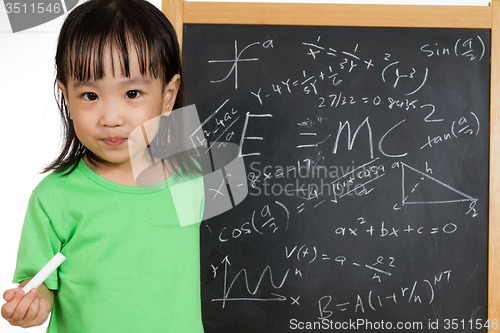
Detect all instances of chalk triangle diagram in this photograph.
[401,163,478,206]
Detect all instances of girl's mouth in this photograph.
[102,138,127,147]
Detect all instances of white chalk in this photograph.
[23,252,66,294]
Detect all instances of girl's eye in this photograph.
[82,93,99,101]
[125,90,141,98]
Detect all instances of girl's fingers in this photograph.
[22,293,40,324]
[11,290,38,323]
[31,297,49,326]
[2,290,24,322]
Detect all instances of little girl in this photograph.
[2,0,204,333]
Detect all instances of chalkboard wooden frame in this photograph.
[162,0,500,326]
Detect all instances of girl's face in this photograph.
[58,48,180,172]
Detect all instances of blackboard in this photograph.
[183,24,490,332]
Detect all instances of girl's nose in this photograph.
[99,102,125,127]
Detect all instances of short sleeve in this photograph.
[13,192,61,290]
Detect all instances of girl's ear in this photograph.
[162,74,181,115]
[57,80,73,119]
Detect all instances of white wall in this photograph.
[0,0,489,333]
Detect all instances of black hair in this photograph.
[43,0,198,174]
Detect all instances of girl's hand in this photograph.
[2,288,50,328]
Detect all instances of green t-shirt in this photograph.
[14,161,204,333]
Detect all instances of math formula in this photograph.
[184,25,490,332]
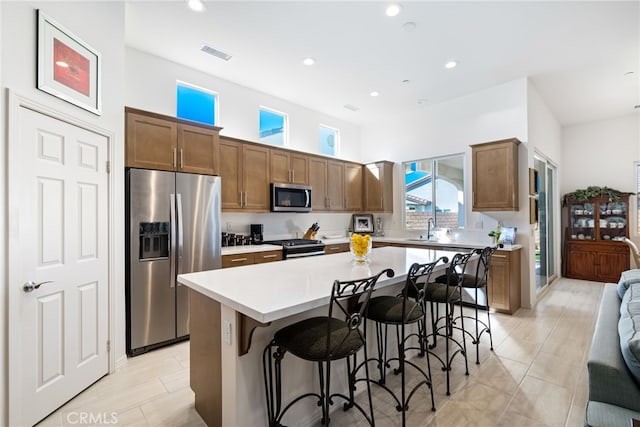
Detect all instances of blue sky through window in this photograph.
[260,108,286,146]
[176,83,218,125]
[319,126,338,156]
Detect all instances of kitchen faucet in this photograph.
[427,217,436,240]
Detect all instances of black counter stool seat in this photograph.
[421,251,474,395]
[435,244,503,364]
[262,269,394,427]
[355,257,448,426]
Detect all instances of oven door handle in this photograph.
[287,249,324,259]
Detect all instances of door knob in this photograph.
[22,280,53,292]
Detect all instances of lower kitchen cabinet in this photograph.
[488,249,521,314]
[324,243,349,254]
[222,250,282,268]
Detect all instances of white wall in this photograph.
[126,48,360,161]
[560,113,640,194]
[0,1,125,425]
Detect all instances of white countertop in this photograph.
[222,245,282,255]
[178,245,455,323]
[322,236,522,251]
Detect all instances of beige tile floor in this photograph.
[40,278,603,427]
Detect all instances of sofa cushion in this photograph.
[617,268,640,299]
[618,283,640,383]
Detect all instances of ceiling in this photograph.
[126,0,640,125]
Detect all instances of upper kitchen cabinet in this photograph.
[270,148,309,185]
[471,138,520,211]
[309,156,348,211]
[125,107,220,175]
[363,161,393,212]
[344,163,364,212]
[220,137,270,212]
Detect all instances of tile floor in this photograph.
[40,278,603,427]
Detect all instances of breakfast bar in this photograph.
[178,247,456,427]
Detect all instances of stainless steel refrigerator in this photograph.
[125,169,221,356]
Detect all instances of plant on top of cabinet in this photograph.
[471,138,520,212]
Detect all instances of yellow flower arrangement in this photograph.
[351,234,371,257]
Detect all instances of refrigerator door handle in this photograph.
[176,193,184,280]
[169,193,177,288]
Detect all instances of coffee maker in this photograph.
[251,224,264,245]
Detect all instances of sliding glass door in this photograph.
[534,155,557,292]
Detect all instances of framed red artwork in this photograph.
[38,10,102,115]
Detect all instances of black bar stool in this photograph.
[422,251,474,396]
[262,269,394,427]
[358,257,448,426]
[444,247,504,365]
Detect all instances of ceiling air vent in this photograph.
[200,44,231,61]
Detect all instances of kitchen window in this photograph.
[319,125,340,156]
[402,154,464,230]
[176,81,218,126]
[260,107,289,147]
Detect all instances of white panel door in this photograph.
[10,107,109,425]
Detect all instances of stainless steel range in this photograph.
[263,239,324,259]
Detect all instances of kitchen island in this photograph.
[178,247,456,427]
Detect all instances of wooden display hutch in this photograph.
[564,195,630,283]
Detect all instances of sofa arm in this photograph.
[587,284,640,411]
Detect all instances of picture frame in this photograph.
[498,227,518,245]
[353,214,373,233]
[37,10,102,115]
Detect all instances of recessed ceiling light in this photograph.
[187,0,207,12]
[200,44,231,61]
[385,3,402,16]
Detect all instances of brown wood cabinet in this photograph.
[324,243,349,254]
[563,196,630,282]
[219,137,270,212]
[270,148,309,185]
[471,138,520,212]
[487,249,521,314]
[309,156,345,211]
[363,161,393,212]
[222,250,282,268]
[344,162,364,212]
[125,107,220,175]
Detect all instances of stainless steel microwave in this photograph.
[271,182,311,212]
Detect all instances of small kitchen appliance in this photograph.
[250,224,264,245]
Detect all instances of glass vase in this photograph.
[349,239,373,264]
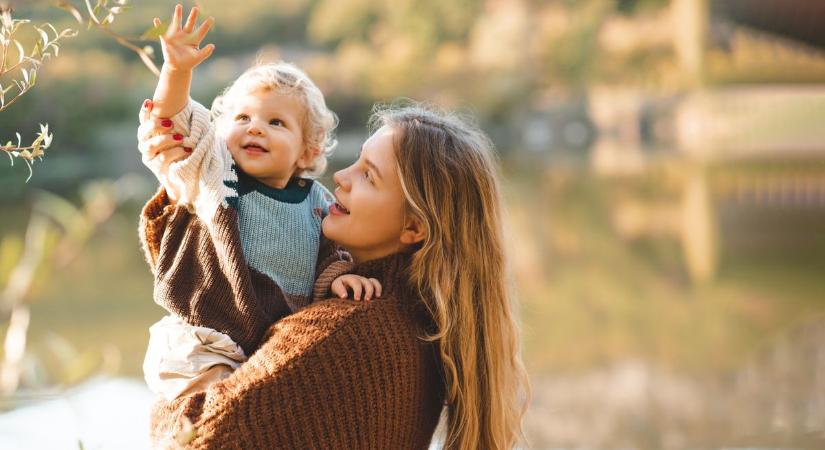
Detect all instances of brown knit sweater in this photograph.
[141,189,444,449]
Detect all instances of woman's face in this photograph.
[322,126,407,262]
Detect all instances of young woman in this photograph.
[139,100,527,449]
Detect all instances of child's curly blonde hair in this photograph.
[212,61,338,177]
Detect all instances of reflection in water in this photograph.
[527,320,825,449]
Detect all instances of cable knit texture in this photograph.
[144,99,333,302]
[139,188,348,355]
[140,189,444,449]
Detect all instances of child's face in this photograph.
[221,90,312,188]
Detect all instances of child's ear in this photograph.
[399,215,427,245]
[298,147,321,170]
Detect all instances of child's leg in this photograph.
[143,316,246,400]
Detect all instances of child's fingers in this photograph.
[367,278,381,298]
[330,278,347,298]
[167,3,183,33]
[345,278,362,300]
[183,6,198,33]
[195,44,215,65]
[138,98,155,124]
[194,17,215,45]
[138,116,172,141]
[358,277,375,300]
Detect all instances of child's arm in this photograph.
[153,5,215,117]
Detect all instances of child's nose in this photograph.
[246,122,264,136]
[332,169,350,191]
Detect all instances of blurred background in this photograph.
[0,0,825,449]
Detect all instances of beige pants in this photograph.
[143,316,246,401]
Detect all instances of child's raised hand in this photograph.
[154,5,215,70]
[331,274,381,300]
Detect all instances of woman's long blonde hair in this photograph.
[371,105,529,450]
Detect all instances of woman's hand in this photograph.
[138,99,192,203]
[138,99,192,166]
[153,5,215,70]
[330,274,381,300]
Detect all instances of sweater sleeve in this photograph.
[152,300,441,449]
[143,99,230,206]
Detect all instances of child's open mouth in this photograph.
[241,144,269,153]
[329,202,349,215]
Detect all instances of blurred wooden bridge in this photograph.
[588,0,825,283]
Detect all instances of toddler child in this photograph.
[138,5,380,400]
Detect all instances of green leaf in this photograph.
[140,23,169,41]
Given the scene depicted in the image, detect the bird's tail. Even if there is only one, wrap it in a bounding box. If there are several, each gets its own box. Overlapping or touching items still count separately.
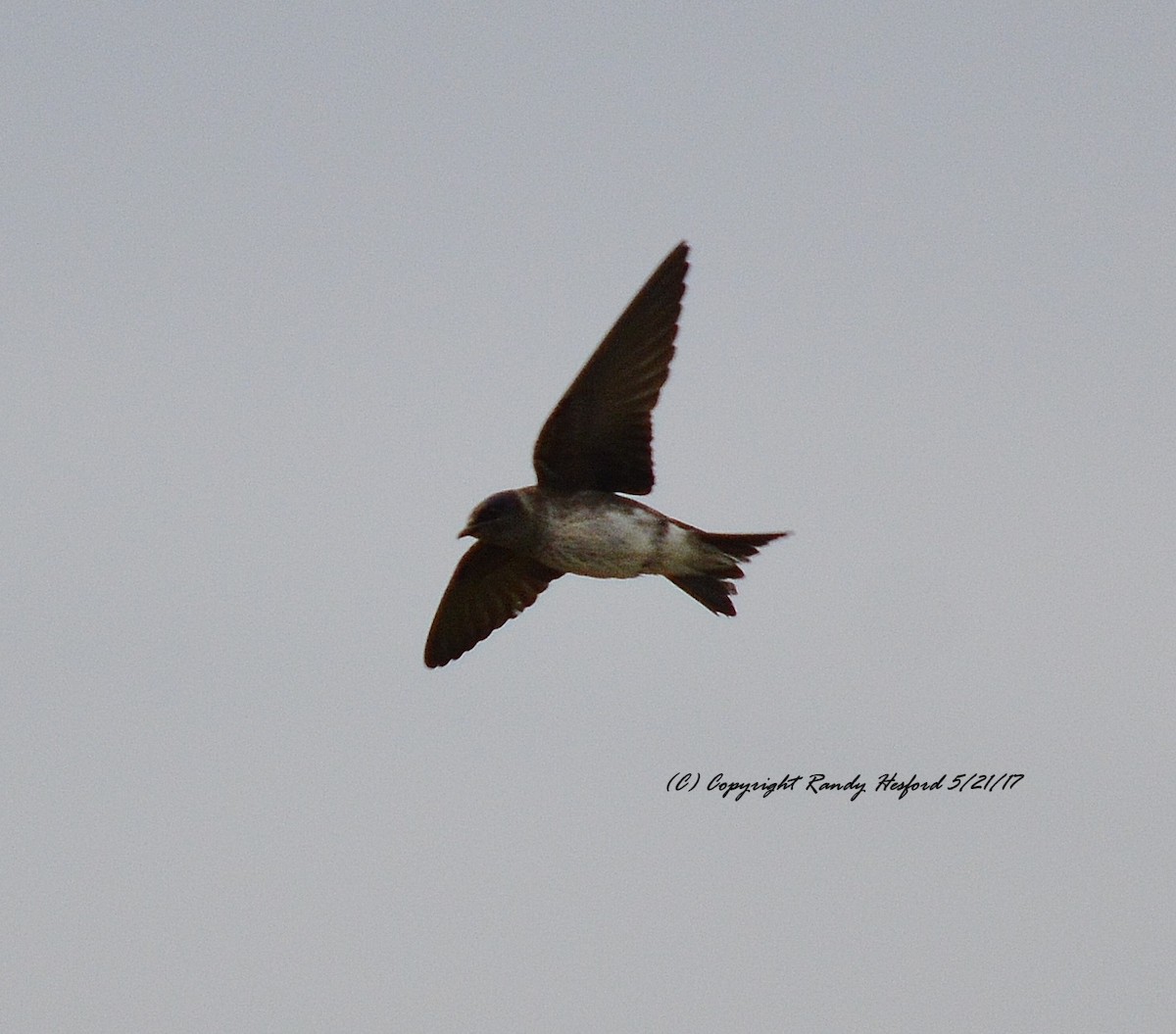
[665,530,792,617]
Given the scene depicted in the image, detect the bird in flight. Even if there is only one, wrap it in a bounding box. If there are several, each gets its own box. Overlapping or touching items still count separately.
[424,241,789,668]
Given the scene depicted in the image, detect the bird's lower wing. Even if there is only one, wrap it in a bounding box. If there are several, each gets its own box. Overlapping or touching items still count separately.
[424,542,563,668]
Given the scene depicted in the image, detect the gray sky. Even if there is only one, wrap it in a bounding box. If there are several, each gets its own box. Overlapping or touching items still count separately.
[0,2,1176,1034]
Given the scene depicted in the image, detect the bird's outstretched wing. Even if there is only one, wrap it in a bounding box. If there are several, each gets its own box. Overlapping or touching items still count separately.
[424,542,563,668]
[534,241,689,495]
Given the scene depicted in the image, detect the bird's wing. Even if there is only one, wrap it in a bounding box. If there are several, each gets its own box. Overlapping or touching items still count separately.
[424,542,563,668]
[534,241,689,495]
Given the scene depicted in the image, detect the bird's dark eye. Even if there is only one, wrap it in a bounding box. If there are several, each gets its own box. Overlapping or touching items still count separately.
[474,492,518,524]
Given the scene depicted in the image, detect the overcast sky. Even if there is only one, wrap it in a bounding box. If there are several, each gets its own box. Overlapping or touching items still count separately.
[0,0,1176,1034]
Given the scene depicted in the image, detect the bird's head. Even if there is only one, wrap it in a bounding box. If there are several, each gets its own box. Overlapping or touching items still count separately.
[458,489,533,550]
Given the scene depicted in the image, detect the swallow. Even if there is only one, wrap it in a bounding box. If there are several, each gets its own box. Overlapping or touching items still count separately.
[424,241,789,668]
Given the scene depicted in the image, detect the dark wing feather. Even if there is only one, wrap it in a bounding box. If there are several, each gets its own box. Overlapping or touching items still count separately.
[534,242,689,495]
[424,542,563,668]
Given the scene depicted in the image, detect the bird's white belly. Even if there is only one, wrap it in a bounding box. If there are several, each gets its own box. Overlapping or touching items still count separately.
[539,508,677,577]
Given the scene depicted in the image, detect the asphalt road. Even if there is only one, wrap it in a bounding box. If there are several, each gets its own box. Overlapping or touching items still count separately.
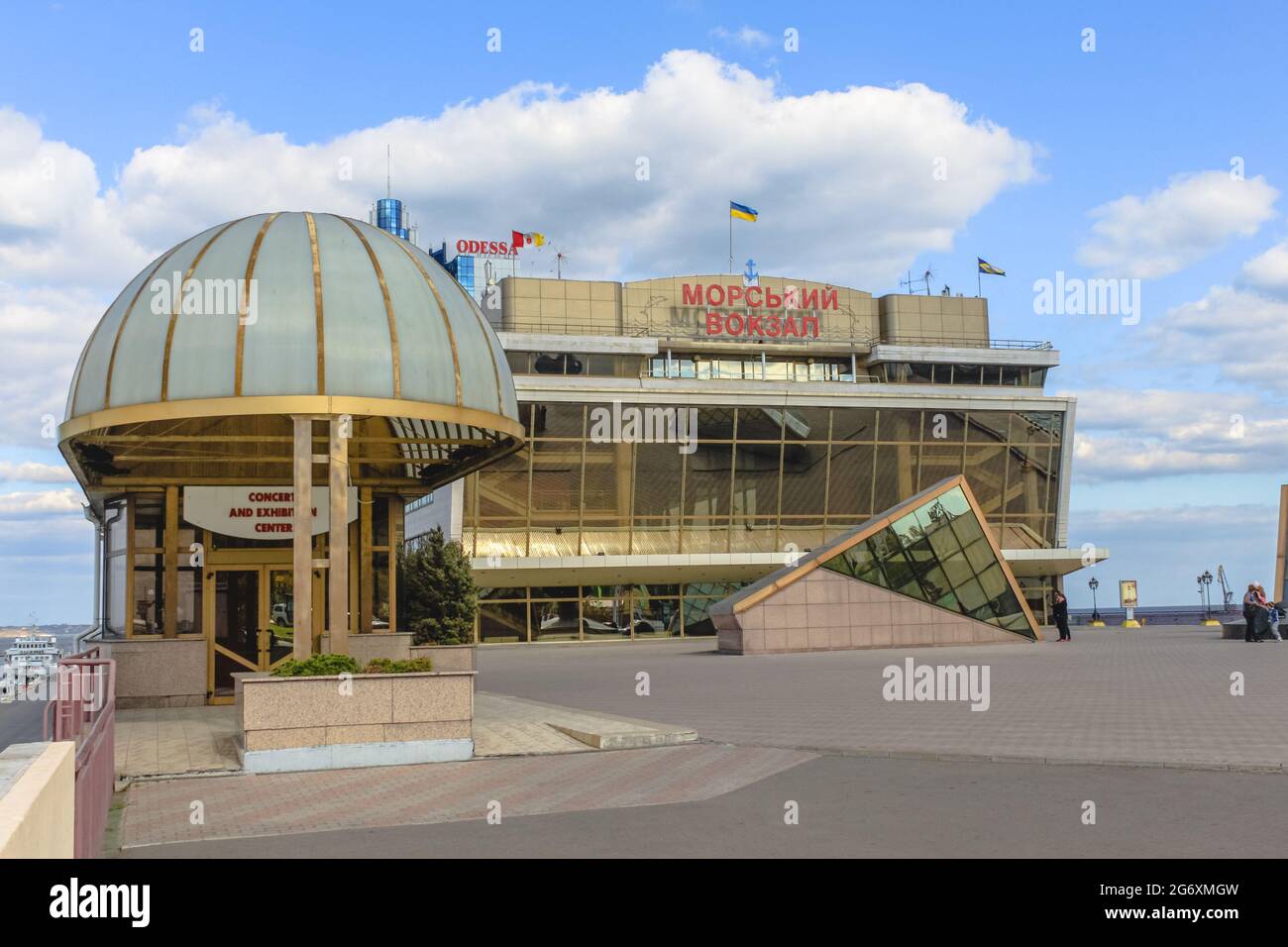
[0,701,46,750]
[123,750,1288,858]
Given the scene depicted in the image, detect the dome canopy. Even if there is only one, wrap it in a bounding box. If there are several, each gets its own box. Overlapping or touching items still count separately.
[65,213,518,429]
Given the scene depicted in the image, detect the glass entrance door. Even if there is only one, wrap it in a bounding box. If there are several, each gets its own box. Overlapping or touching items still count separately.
[207,566,295,703]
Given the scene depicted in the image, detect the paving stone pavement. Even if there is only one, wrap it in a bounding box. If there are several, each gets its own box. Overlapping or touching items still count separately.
[478,626,1288,770]
[116,707,241,779]
[119,743,814,848]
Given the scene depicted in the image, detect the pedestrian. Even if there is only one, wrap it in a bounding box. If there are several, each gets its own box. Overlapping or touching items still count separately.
[1243,582,1261,642]
[1051,588,1073,642]
[1257,582,1283,642]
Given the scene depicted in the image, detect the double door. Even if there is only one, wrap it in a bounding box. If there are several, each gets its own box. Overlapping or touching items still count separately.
[206,566,299,703]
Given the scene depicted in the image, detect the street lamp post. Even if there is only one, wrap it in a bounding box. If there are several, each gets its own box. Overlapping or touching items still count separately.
[1199,570,1221,625]
[1087,576,1105,627]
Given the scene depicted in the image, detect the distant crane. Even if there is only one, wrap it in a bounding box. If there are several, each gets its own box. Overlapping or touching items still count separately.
[1216,566,1234,612]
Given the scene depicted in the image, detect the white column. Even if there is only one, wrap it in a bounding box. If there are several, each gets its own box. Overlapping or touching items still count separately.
[327,415,353,655]
[291,415,313,661]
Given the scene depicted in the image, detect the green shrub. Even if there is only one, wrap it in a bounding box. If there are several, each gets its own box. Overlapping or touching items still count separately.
[362,657,434,674]
[273,655,362,678]
[398,527,480,644]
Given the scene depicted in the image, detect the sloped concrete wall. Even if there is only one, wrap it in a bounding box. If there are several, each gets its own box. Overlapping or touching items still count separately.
[711,569,1026,655]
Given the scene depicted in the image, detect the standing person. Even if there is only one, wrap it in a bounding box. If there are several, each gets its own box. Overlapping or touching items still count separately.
[1257,582,1283,642]
[1243,582,1261,642]
[1051,588,1073,642]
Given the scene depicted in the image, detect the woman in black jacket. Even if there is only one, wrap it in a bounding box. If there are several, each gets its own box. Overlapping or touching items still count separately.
[1051,588,1073,642]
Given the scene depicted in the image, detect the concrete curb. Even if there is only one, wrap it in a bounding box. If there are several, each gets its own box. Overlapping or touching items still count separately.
[715,741,1288,773]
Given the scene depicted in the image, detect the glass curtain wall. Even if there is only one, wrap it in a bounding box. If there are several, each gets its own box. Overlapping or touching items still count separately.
[463,402,1064,559]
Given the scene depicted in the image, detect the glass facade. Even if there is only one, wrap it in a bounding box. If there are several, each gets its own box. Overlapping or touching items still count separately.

************

Work instructions: Return the records above word for word, from the very beginning through the line containing "[125,90,141,98]", including that line, and leave out any pictures.

Task solution:
Detect all instances of chalk triangle diagram in this photograph.
[401,163,478,206]
Detect all instances of girl's mouth in this photograph.
[102,138,127,147]
Detect all instances of white chalk in this photograph.
[23,252,66,294]
Detect all instances of girl's eye in this photograph.
[82,93,99,101]
[125,90,141,98]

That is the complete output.